◆ EXERCISE DETAILS
Go through the listing and set it down exactly, leaving out its pictures.

◆ ITEMS
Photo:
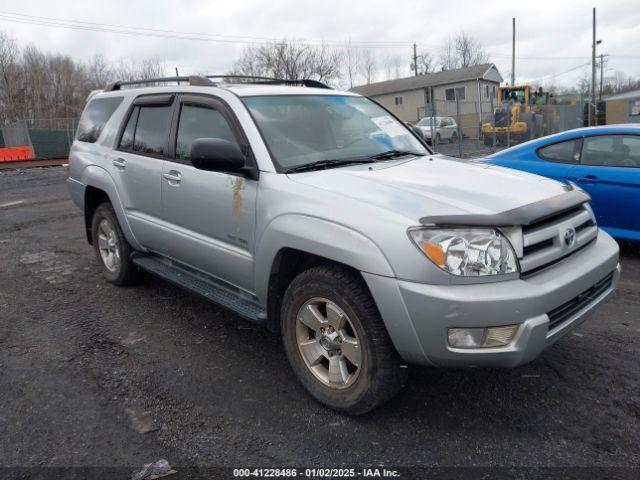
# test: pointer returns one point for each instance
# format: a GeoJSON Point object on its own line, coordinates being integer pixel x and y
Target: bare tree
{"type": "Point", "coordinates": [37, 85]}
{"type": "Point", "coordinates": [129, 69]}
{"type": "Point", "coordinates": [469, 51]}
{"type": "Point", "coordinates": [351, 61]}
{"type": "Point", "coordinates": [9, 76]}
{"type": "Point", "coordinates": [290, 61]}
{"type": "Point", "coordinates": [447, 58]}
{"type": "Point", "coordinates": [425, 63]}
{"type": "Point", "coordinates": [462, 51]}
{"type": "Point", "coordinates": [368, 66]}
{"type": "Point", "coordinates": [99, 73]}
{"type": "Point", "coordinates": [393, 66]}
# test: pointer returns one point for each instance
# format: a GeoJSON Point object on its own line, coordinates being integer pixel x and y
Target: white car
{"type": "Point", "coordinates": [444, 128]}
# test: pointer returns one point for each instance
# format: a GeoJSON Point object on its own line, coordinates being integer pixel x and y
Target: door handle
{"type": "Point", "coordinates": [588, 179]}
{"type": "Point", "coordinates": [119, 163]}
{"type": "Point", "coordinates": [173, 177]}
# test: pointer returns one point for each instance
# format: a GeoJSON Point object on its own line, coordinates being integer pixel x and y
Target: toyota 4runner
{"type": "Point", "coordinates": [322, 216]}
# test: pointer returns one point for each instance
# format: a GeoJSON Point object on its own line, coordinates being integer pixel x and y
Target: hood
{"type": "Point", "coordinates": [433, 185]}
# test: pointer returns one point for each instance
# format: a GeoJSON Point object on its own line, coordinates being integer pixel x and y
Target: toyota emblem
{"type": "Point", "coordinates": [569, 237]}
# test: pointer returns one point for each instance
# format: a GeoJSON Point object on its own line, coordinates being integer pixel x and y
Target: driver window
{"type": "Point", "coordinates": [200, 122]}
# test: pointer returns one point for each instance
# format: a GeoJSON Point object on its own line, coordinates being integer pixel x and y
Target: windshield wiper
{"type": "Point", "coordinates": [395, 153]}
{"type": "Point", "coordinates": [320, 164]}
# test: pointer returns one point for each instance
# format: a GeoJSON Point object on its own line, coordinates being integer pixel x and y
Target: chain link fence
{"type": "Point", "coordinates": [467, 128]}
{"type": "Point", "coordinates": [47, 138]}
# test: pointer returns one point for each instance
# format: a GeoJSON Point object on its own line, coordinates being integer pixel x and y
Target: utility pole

◆ COMPLETE RESPONSE
Photo:
# test: pointer returns one point for each instance
# format: a GeoJSON Point object on its own line, coordinates being integer pixel x and y
Target: bare tree
{"type": "Point", "coordinates": [37, 85]}
{"type": "Point", "coordinates": [129, 69]}
{"type": "Point", "coordinates": [469, 51]}
{"type": "Point", "coordinates": [351, 61]}
{"type": "Point", "coordinates": [9, 76]}
{"type": "Point", "coordinates": [290, 61]}
{"type": "Point", "coordinates": [447, 58]}
{"type": "Point", "coordinates": [425, 63]}
{"type": "Point", "coordinates": [462, 51]}
{"type": "Point", "coordinates": [368, 66]}
{"type": "Point", "coordinates": [99, 73]}
{"type": "Point", "coordinates": [393, 66]}
# test: pointer returns one point for each instance
# format: a GeoJSON Point object on its own line, coordinates being integer pixel x and y
Target: white car
{"type": "Point", "coordinates": [444, 128]}
# test: pointer returns one point for each instance
# format: a GeoJSON Point object on its own line, coordinates being integer pixel x and y
Target: door handle
{"type": "Point", "coordinates": [588, 179]}
{"type": "Point", "coordinates": [119, 163]}
{"type": "Point", "coordinates": [173, 177]}
# test: pointer returns one point for each instance
# format: a GeoJSON Point object on its own line, coordinates being integer pixel x and y
Target: toyota 4runner
{"type": "Point", "coordinates": [322, 216]}
# test: pointer returns one point for each instance
# format: a GeoJSON Point object on its own line, coordinates being integer pixel x and y
Target: hood
{"type": "Point", "coordinates": [433, 185]}
# test: pointer returns one point for each instance
# format: a GeoJSON Point object on its own line, coordinates being integer pixel x and y
Target: toyota emblem
{"type": "Point", "coordinates": [569, 237]}
# test: pointer returns one point for each instance
# format: a GeoJSON Point object on its own line, coordinates being integer pixel x and y
Target: driver window
{"type": "Point", "coordinates": [200, 122]}
# test: pointer returns one point for each instance
# format: a GeoJSON Point object on its own line, coordinates being integer pixel x and y
Target: windshield wiper
{"type": "Point", "coordinates": [395, 153]}
{"type": "Point", "coordinates": [320, 164]}
# test: pointer returns one point for each instance
# format: a GeoJSON Point object on its own line, coordinates being integer pixel x and y
Target: chain link fence
{"type": "Point", "coordinates": [467, 128]}
{"type": "Point", "coordinates": [47, 138]}
# test: pointer returns one point for each instance
# format: a GeoJSON Point object on its own line, coordinates being integer pixel x and y
Target: utility pole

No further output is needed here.